## Input data
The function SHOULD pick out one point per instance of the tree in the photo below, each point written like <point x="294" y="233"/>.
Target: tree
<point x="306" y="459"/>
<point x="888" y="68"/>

* * *

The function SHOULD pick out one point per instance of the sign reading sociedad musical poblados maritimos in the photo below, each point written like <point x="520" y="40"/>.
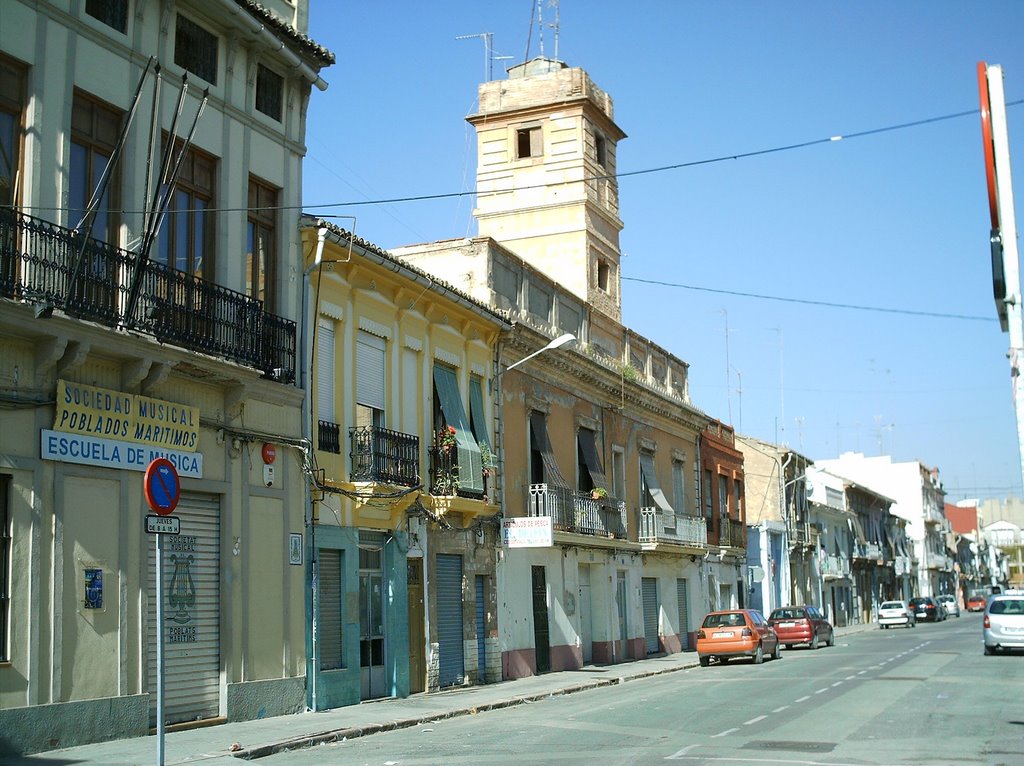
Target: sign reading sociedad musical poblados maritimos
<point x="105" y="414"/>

==

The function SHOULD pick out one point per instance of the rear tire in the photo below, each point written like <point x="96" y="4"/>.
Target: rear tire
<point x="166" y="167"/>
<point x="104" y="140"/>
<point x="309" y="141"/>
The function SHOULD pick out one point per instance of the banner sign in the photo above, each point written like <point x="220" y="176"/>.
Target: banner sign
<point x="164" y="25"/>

## Instructions for the task
Take each line from the preceding material that contains "photo" and copy it.

## Reply to the task
The function SHOULD pick out one point per instance of the tree in the photo below, each point written like <point x="294" y="233"/>.
The function SHOULD pick out one point per instance of the sign reading sociedad musical poblados maritimos in the photo below, each point written like <point x="520" y="40"/>.
The function SHOULD pick out one point per instance of the rear tire in the photo below, each point written like <point x="96" y="4"/>.
The function SHOULD pick out one point per instance of the banner sign in the photo above, each point written like <point x="220" y="176"/>.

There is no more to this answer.